◆ **Text**
On Mon, 2011-06-27 at 22:32 +0100, Yasha Karant wrote:
> I found on the web:
>
> Unlike Debian based distributions, Red Hat and distributions based on it
> organize lib directories in a way that lets you install a 32 bit package
> of .so files on an x86_64 system without any conflict with the 64 bit
> build of the same package, which may also be installed.
>
> AND:
>
> The Debian system dynamic library linker has been modified so that when
> a 32-bit application requests access to a library, Debian provides the
> 32-bit version of the library if it is available instead of the normal
> 64-bit version that the native applications require. This works if the
> ia32 packages which provide a sub-set of standard Debian libraries
> compiled in 32-bit mode have been installed. (NB: I am not using a
> Debian distro, but the SL 6 RHEL 6 distro. The quote is for clarity.)
>
> End quote.
>
> Unfortunately, this does not always seem to be the case in direct
> practical experience.
>
> Two questions:
>
> 1. How to install the SL6 release so that the System -> Administration
> -> Add/Remove Software will list both the 64 bit and 32 bit libraries?
> I have tried sl-release-6.0-6.0.1.i686.rpm and this does not cause these
> library choices to be displayed.
> I suspect this is because from the sl.repo file, the stanza
> name=Scientific Linux $releasever - $basearch always puts the actual
> base kernel ISA into the $basearch, so only X86_64 appears. I tried to
> make a separate repo file that would force the IA-32 libraries to be
> listed, and although I enabled the new repo using System -> Software
> Sources in the Add/Remove Software application, no such library RPMs
> appeared.

◆ **Material provided**
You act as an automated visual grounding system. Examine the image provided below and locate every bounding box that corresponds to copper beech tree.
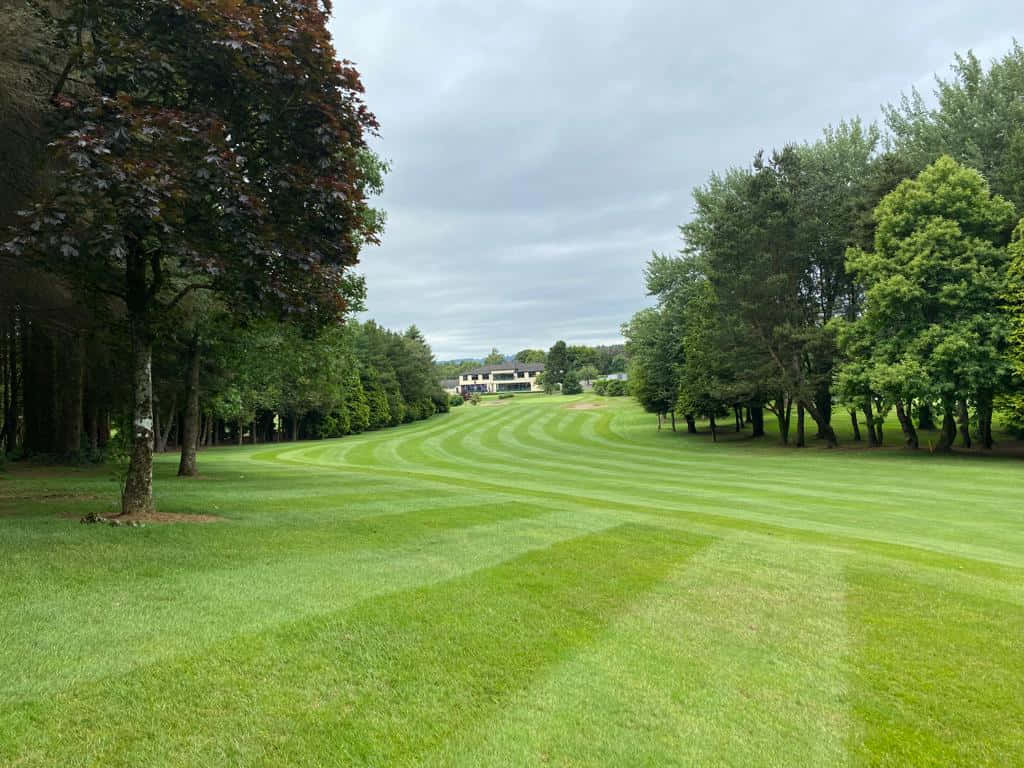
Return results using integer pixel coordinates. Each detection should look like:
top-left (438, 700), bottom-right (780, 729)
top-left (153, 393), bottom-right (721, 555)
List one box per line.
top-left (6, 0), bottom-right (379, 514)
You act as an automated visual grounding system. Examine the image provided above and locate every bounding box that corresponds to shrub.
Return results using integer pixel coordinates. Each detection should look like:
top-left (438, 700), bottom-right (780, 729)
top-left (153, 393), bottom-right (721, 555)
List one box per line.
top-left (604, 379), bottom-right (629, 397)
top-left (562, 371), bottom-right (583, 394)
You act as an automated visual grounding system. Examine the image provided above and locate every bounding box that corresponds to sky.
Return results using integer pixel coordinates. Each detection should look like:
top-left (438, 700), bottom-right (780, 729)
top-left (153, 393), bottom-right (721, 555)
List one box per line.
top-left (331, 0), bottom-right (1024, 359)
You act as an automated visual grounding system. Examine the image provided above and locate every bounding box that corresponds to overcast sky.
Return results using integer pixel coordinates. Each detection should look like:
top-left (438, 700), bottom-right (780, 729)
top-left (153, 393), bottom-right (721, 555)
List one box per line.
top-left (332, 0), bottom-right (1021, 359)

◆ **What you will do**
Please answer these questions from the message.
1. Which distribution does the writer say is in use?
2. Which RPM file did the writer try without seeing the library choices displayed?
3. According to the writer, which architecture is the only one that appears?
The entries are unrelated to the message and stand on their own.

◆ **In response**
1. The SL 6 RHEL 6 distro.
2. sl-release-6.0-6.0.1.i686.rpm
3. X86_64.